### Work to complete
Extract every line of the material below and reproduce each one verbatim, in its original order.

__________________________________________________

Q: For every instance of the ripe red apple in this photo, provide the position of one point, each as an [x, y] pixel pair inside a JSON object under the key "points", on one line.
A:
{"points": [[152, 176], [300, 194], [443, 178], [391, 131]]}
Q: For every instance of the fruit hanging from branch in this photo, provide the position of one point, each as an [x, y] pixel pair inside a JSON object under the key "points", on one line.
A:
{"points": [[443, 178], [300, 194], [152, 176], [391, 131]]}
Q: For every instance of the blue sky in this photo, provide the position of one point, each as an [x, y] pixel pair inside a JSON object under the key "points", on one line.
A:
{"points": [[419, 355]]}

__________________________________________________

### Exercise solution
Q: For every instance of the ripe red apple in this photo, provide the position of one point, each as an [x, y] pixel pair inside a JSON object under the key "points", on one line.
A:
{"points": [[152, 176], [300, 194], [443, 178], [391, 131]]}
Q: For every instance of the fruit hanging from branch in this photo, provide the position of one point, each as an [x, y] pixel pair inside a JSON object under the key "points", on one line.
A:
{"points": [[443, 178], [300, 194], [152, 176], [391, 131]]}
Q: For every instance of the blue sky in this photo, provide the position of one point, each as an [x, y] pixel pair inside a JSON object under the key "points", on one line.
A:
{"points": [[419, 355]]}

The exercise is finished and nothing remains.